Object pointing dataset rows
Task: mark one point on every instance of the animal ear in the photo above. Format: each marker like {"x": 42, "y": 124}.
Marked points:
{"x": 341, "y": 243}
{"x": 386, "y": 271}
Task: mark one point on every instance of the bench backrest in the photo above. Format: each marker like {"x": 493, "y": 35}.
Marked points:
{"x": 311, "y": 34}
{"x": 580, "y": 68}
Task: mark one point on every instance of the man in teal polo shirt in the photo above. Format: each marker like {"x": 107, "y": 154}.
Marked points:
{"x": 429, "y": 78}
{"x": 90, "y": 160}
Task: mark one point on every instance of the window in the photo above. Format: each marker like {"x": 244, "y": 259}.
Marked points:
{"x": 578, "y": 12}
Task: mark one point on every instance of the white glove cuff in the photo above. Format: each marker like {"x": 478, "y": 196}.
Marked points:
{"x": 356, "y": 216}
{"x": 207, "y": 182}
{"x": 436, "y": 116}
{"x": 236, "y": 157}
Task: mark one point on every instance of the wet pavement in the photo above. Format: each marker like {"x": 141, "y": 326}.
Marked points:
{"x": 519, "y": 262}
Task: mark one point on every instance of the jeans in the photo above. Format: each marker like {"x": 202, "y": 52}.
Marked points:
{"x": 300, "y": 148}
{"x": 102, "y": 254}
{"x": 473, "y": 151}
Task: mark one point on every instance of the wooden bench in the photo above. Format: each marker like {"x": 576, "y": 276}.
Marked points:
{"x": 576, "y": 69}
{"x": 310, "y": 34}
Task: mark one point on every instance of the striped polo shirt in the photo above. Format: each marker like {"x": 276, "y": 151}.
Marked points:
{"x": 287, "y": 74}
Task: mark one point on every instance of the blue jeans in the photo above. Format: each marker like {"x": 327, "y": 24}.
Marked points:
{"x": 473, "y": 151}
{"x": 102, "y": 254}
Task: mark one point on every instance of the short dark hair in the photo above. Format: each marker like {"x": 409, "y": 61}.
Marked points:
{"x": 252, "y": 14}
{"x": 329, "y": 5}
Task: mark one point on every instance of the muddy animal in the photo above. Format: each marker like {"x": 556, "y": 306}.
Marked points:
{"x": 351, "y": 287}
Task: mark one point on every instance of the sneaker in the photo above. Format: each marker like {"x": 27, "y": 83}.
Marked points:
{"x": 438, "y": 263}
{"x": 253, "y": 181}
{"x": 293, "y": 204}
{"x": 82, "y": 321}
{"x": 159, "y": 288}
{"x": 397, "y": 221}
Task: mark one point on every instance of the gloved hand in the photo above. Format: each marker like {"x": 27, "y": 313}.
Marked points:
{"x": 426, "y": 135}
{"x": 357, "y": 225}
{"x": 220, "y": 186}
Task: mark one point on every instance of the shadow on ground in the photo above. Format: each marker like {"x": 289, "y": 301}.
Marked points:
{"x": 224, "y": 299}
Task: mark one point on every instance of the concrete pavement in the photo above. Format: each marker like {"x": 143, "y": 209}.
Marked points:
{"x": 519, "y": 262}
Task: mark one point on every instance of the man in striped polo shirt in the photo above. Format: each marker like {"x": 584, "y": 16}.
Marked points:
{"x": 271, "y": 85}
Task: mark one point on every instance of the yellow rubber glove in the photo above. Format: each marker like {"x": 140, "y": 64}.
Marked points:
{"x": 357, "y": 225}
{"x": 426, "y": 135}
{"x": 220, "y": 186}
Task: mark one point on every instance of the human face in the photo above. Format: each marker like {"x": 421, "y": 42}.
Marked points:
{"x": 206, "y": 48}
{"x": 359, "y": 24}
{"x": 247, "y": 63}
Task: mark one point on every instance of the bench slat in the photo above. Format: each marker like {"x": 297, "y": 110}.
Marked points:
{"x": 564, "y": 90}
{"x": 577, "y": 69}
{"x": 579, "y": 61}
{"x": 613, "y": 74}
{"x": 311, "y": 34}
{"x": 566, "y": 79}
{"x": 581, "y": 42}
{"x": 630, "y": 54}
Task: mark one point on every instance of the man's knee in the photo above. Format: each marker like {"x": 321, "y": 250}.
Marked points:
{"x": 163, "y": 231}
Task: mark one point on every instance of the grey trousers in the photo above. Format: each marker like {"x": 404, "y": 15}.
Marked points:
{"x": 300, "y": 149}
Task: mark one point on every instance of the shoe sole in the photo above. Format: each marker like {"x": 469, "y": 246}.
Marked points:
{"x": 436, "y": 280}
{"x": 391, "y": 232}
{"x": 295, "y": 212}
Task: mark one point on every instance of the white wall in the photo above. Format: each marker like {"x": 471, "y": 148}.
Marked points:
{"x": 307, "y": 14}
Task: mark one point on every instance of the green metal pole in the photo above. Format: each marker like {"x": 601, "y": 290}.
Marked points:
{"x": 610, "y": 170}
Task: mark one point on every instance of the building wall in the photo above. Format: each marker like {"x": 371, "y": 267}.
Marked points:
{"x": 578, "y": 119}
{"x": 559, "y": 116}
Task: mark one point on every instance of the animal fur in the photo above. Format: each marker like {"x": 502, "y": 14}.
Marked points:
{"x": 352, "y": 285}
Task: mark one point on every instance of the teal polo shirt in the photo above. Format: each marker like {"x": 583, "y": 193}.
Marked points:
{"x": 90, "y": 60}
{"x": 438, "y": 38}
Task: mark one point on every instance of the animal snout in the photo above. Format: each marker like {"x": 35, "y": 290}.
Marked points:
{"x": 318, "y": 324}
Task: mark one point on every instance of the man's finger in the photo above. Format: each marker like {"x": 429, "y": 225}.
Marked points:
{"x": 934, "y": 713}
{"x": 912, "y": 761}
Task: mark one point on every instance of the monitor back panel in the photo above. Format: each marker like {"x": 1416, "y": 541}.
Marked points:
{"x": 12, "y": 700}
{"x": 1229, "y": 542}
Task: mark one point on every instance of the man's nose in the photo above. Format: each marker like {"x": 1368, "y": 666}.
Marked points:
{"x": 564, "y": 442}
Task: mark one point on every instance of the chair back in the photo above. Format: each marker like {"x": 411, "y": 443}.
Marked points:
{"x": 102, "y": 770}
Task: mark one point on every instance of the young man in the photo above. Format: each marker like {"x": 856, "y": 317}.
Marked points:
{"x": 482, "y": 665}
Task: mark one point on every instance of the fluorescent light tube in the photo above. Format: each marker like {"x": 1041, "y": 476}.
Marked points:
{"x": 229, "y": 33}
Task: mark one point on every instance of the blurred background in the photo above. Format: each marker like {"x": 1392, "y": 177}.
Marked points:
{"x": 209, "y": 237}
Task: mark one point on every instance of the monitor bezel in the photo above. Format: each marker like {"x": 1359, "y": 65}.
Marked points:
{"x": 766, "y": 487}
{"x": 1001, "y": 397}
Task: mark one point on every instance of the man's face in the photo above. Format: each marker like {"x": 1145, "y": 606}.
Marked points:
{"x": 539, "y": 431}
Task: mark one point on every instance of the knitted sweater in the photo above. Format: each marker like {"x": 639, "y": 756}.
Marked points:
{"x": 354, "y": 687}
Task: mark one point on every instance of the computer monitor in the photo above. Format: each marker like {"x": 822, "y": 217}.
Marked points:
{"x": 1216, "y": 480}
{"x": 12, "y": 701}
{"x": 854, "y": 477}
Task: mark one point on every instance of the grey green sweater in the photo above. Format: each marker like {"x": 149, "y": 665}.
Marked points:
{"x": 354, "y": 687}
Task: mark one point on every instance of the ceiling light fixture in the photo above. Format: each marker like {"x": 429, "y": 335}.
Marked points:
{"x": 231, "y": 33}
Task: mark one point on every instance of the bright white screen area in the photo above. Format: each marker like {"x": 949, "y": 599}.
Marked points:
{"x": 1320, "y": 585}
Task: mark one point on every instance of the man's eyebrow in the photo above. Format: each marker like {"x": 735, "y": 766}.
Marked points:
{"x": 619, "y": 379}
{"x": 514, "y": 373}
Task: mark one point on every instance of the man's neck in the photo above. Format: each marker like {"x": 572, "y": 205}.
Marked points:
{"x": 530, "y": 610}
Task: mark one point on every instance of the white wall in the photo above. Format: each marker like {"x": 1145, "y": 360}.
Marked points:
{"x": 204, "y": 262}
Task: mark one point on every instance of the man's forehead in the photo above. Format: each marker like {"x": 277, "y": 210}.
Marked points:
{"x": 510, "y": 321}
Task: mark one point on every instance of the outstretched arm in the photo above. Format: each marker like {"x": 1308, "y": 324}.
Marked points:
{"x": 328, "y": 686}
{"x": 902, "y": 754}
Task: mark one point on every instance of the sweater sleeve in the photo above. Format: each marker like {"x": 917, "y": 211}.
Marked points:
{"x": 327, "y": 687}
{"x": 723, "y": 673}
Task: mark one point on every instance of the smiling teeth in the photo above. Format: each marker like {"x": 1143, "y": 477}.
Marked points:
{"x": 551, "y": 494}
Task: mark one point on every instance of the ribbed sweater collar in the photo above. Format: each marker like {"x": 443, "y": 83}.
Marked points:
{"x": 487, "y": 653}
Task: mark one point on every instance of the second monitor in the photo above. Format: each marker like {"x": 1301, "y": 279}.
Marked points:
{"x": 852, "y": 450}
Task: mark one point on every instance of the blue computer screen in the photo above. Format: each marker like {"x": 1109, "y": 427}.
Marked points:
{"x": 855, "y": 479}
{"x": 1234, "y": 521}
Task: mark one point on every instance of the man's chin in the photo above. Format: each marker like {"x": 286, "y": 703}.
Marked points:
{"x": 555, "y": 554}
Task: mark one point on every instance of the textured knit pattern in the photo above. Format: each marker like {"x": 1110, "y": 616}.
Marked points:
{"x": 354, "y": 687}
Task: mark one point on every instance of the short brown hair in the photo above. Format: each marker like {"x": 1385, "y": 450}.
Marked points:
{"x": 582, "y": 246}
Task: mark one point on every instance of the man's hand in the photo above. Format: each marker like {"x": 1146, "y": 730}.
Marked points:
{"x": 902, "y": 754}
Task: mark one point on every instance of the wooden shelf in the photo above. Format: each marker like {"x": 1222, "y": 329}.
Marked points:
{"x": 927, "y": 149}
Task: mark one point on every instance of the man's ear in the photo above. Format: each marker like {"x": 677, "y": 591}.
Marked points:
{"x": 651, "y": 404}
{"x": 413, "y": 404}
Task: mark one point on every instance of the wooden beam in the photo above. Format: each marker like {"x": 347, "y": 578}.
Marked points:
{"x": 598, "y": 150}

# Work to do:
Everything from the line containing "Task: mark one point on every instance of the ribbed" to the last line of the entries above should be quoted exactly, and only that.

# Task answer:
Task: mark one point on every instance of the ribbed sweater collar in the photo above. Format: each marker like {"x": 443, "y": 83}.
Marked points:
{"x": 487, "y": 653}
Task: mark one point on every instance of the second monitor in the photo above. Format: each marker like {"x": 1301, "y": 279}.
Marked points:
{"x": 852, "y": 450}
Task: mark one point on every instance of the blue computer screen in the photo above. Format: each marker like {"x": 1109, "y": 427}.
Marked points:
{"x": 855, "y": 479}
{"x": 1234, "y": 521}
Task: mark one point on every instance of the man's chin in the photo above. Format: each marker like {"x": 286, "y": 703}.
Marked points:
{"x": 555, "y": 554}
Task: mark one point on every instance of the textured knit pattern in the photo above. Format: each marker like {"x": 1110, "y": 616}.
Marked points:
{"x": 354, "y": 687}
Task: mark one point on every instance of the short brown hair in the photo above. Format: each marker like {"x": 1385, "y": 450}.
Marked points:
{"x": 582, "y": 246}
Task: mark one point on every instance of the man's hand in the photo above. Format: each marker like {"x": 1146, "y": 730}.
Marked points:
{"x": 902, "y": 754}
Task: mark one point on every instance of the wooden shelf in the photo above. Format: each marker like {"x": 1222, "y": 329}.
Marked points:
{"x": 927, "y": 149}
Task: mark one point on every instance of the man's ear in the photo above. Format: each marker like {"x": 677, "y": 591}.
Marked points:
{"x": 651, "y": 404}
{"x": 413, "y": 404}
Task: mark one point on every instance of the wooden beam in the photo above. Format: each marker like {"x": 347, "y": 578}.
Marked points:
{"x": 598, "y": 150}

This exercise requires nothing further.